What to do = Go through the records and report each line holding the string "brown".

(Listed records Opens)

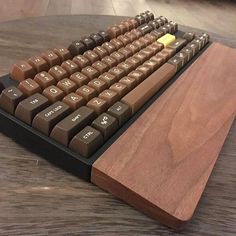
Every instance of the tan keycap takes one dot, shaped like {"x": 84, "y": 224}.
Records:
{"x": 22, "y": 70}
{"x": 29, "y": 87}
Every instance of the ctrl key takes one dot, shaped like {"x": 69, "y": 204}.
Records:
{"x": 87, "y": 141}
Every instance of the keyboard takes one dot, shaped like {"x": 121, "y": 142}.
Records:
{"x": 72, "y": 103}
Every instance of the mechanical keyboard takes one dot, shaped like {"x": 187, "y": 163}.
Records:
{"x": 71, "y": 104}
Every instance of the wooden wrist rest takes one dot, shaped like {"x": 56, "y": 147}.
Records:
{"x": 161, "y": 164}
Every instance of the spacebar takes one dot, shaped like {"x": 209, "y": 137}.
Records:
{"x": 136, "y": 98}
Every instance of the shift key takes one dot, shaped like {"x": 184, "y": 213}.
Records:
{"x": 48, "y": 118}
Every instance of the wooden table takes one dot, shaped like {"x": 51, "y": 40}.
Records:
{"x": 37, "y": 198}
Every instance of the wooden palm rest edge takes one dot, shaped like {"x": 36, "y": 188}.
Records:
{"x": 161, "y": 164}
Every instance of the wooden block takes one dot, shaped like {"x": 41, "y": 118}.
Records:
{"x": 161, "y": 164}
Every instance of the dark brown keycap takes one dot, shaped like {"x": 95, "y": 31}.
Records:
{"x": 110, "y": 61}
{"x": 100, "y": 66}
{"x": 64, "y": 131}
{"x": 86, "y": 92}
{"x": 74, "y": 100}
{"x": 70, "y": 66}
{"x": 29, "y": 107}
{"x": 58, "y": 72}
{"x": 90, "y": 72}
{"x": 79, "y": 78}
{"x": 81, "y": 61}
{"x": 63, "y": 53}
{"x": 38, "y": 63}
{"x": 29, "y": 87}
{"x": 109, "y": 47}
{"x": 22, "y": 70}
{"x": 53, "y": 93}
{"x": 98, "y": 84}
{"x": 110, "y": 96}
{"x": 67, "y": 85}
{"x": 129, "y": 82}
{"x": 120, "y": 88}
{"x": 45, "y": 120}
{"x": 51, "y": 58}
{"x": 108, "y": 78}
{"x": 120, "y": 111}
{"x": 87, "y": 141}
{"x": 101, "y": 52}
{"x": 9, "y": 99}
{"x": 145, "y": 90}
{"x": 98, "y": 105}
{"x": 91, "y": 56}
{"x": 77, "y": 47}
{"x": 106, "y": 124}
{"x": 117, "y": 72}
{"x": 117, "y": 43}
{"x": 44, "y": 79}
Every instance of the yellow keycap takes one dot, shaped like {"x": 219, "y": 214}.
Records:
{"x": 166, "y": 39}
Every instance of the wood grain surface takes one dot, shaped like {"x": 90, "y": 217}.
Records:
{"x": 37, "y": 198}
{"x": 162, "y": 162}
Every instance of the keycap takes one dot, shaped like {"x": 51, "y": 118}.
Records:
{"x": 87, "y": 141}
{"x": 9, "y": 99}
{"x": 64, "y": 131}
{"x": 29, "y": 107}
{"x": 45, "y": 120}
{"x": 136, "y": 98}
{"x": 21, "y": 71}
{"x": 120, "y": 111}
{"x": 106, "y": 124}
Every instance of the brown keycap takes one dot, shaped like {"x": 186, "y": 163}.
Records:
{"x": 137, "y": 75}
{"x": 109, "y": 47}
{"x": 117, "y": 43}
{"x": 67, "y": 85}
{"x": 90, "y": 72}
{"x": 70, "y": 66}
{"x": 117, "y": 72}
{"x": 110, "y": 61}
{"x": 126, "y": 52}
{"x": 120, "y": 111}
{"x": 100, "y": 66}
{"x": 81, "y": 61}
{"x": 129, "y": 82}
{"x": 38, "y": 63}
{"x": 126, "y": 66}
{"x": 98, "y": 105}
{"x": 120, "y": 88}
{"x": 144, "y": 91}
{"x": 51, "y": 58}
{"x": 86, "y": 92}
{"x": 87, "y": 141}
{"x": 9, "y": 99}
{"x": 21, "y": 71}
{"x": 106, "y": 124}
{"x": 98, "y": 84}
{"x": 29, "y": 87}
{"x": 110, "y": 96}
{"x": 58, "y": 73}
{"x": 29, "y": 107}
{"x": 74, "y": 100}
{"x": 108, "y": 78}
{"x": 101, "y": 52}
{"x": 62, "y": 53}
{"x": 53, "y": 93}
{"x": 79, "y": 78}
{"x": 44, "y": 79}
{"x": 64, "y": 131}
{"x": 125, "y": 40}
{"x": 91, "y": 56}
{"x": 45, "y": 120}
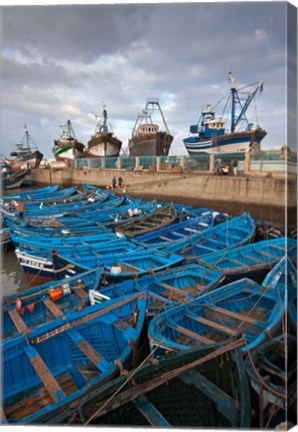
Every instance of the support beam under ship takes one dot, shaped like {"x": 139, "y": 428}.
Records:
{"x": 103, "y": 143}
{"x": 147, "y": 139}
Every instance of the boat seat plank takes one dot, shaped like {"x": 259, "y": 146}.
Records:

(Listed records Closes)

Result for this exercise =
Every instance of the dark brown keycap takes one dot, shaped like {"x": 95, "y": 31}.
Every instance of the brown keycap takes one dot, shaped like {"x": 186, "y": 163}.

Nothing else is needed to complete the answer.